---------- Materials provided

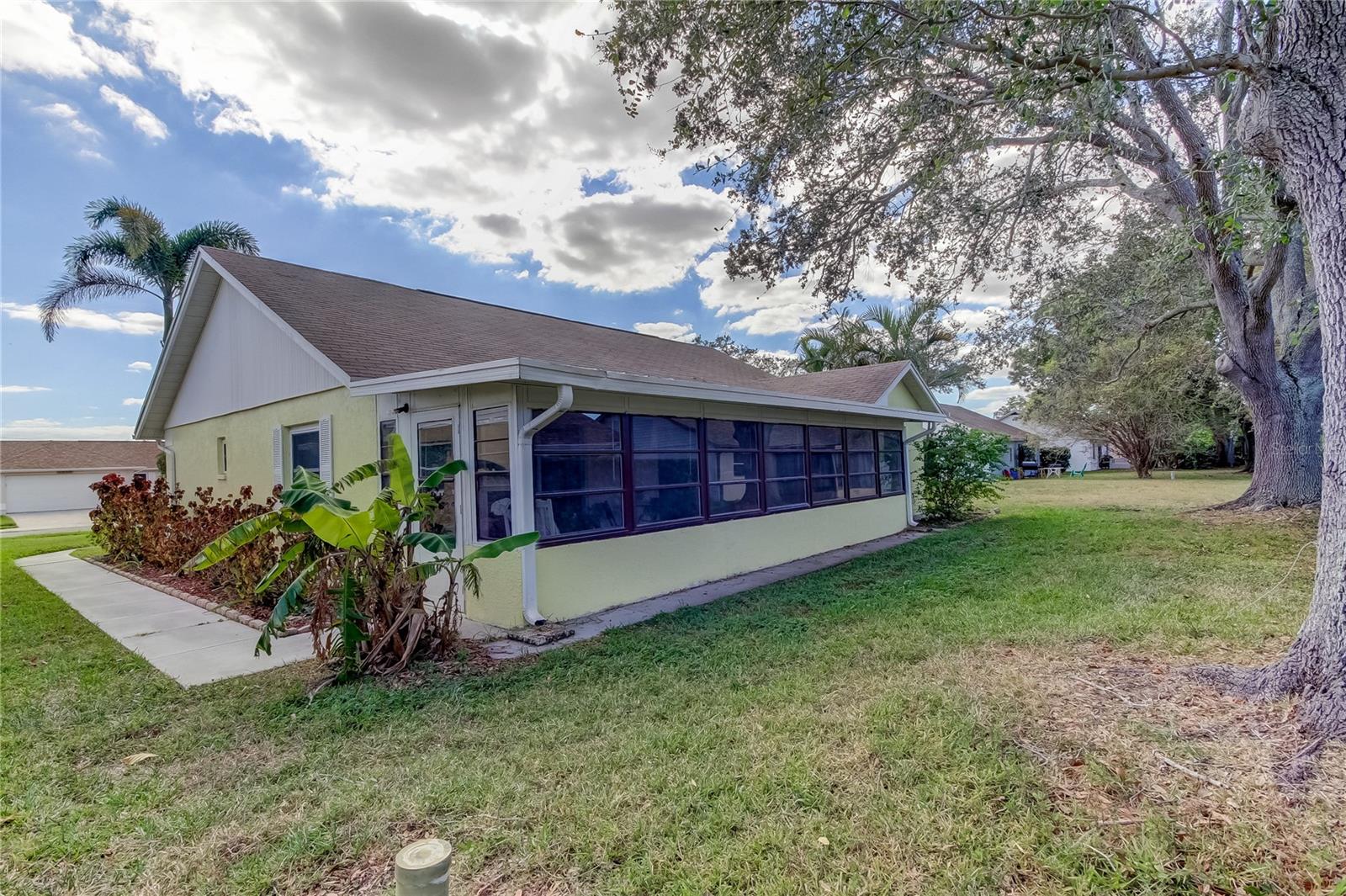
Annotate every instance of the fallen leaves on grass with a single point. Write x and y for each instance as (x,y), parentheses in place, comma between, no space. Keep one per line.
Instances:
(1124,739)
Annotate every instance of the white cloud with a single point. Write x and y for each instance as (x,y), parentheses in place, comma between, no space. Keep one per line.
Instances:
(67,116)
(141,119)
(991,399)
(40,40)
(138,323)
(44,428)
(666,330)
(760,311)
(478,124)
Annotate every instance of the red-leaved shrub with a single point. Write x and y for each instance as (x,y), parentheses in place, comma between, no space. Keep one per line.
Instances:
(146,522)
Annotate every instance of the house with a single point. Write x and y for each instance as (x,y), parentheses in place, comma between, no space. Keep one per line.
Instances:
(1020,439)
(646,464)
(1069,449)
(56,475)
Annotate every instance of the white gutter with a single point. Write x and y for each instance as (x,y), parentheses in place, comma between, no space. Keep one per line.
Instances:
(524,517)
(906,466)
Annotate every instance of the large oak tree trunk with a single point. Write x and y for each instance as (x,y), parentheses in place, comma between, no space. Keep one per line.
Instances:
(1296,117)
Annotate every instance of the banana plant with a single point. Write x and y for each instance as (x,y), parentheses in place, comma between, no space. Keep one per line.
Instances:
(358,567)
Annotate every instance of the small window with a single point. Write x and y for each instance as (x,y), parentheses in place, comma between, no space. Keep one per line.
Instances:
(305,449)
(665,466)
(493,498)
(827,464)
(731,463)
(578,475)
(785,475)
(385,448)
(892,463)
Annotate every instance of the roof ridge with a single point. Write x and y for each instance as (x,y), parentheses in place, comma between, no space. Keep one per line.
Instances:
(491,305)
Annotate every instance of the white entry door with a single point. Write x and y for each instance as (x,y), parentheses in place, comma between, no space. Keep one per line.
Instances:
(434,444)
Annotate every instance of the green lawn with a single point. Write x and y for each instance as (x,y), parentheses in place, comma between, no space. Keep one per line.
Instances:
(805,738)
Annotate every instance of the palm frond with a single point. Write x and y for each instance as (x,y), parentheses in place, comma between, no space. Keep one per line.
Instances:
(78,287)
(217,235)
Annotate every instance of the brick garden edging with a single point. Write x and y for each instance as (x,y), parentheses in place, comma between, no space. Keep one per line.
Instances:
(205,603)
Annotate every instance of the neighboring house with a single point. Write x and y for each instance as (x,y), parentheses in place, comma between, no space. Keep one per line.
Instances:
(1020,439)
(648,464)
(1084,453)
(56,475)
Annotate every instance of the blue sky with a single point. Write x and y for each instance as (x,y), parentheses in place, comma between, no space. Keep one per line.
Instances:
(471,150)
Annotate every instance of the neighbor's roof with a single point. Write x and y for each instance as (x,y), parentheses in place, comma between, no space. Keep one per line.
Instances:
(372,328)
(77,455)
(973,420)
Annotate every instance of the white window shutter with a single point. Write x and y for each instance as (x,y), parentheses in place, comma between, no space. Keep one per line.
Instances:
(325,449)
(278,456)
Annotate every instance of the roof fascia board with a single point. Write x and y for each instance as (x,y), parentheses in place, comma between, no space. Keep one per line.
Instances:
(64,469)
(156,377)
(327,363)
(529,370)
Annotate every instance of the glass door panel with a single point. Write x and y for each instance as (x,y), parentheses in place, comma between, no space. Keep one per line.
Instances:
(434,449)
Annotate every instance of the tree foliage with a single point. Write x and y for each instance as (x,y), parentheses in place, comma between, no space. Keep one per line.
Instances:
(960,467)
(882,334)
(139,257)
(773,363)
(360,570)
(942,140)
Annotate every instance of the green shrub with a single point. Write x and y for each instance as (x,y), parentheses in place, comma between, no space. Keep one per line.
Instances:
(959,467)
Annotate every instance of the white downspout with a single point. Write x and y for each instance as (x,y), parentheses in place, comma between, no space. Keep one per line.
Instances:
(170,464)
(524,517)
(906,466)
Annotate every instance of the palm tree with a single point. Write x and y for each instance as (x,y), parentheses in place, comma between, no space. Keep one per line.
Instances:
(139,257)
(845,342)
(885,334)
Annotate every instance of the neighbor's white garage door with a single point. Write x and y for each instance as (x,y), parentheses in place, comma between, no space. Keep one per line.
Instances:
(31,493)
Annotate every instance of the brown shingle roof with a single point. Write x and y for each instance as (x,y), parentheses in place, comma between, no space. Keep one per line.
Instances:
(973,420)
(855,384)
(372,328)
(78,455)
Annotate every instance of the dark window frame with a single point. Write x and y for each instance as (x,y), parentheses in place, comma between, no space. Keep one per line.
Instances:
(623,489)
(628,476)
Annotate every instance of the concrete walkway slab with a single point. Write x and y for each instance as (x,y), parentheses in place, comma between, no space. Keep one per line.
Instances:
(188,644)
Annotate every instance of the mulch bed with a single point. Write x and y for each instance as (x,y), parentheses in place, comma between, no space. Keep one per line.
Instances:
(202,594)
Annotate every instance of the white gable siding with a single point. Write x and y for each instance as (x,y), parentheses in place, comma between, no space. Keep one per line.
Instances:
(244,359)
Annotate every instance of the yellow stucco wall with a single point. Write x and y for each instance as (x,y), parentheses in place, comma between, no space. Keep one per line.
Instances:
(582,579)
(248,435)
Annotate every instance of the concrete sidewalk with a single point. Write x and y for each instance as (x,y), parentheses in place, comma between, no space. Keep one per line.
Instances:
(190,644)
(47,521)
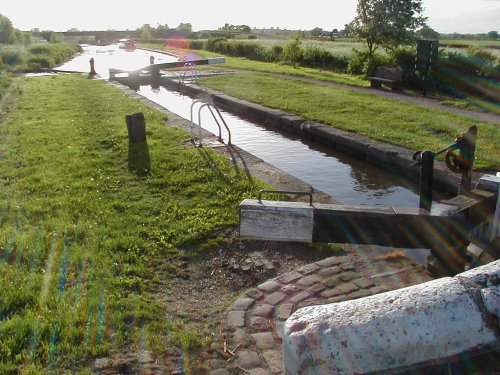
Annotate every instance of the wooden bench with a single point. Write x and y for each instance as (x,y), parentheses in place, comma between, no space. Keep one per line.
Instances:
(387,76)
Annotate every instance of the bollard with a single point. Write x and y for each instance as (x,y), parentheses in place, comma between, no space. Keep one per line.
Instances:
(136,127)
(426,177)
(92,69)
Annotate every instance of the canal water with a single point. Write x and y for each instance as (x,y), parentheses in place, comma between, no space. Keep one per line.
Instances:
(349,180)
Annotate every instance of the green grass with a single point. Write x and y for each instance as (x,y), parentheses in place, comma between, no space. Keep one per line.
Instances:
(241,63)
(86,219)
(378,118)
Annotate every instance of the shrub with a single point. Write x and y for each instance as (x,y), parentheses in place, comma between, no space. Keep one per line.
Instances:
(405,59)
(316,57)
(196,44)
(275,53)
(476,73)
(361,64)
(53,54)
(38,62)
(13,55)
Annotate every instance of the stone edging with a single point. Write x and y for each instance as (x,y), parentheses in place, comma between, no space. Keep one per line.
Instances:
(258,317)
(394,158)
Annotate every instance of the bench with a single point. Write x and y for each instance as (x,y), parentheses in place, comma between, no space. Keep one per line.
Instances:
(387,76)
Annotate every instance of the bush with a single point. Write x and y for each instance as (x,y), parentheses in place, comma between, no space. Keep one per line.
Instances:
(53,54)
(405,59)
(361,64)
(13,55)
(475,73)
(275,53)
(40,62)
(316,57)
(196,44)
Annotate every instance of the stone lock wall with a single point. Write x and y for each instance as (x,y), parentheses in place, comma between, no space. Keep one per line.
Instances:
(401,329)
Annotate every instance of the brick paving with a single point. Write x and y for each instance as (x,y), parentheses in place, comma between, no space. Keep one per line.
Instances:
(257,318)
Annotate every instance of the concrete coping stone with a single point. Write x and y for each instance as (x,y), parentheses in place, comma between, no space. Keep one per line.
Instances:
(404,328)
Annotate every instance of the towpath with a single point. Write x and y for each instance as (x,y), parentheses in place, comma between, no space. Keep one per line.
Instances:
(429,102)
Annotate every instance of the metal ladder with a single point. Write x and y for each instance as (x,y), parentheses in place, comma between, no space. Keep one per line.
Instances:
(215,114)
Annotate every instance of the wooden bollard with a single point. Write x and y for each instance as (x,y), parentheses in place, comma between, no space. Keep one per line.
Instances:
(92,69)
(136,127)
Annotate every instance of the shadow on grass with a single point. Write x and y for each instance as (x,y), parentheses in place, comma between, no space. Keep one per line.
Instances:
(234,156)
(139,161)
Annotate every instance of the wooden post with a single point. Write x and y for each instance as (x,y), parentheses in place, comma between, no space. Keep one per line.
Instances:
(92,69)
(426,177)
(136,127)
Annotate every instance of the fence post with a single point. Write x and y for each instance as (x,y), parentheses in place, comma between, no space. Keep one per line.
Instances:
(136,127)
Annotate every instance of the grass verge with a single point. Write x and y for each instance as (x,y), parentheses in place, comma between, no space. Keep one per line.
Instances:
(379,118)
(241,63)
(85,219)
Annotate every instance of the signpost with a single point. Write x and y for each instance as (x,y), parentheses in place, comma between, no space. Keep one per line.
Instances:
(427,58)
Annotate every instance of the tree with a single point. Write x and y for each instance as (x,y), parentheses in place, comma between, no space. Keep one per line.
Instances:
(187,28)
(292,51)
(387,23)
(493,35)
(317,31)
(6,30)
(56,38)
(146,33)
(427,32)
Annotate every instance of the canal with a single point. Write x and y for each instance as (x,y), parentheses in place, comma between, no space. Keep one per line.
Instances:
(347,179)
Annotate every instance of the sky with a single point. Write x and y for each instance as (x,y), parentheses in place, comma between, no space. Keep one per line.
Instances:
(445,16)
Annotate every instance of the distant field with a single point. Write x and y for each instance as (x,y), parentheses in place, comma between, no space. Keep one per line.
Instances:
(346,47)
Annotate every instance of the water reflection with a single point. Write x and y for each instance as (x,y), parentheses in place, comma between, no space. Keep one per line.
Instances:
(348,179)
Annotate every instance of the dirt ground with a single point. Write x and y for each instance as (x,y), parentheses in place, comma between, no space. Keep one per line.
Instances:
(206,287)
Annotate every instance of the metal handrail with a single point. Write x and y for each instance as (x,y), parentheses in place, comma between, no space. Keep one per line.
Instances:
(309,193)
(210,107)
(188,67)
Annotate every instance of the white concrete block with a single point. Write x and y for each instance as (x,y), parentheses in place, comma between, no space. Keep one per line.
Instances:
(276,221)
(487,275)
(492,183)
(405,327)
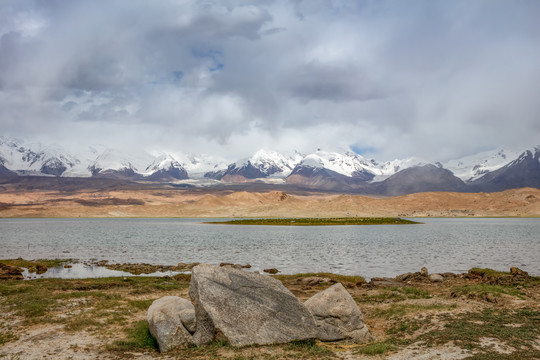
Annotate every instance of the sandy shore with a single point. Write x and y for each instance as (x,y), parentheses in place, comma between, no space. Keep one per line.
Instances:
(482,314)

--------------------

Copy out exactly the lines between the line containing "Annotate every instance of the white concrete" and the end of the entries, including both, and leave the pictures behind.

Annotate every instance of the white concrete block with a single point. Write x and y for each instance as (x,y), parentheses in place, comma between, no space. Keep one per line.
Instances:
(276,221)
(487,275)
(492,183)
(405,327)
Annotate every instance of the sandy shore with a single point. Write x and y for each instance as (x,y), parentheses in place, comma between, no space. Keep one per line.
Instances:
(482,314)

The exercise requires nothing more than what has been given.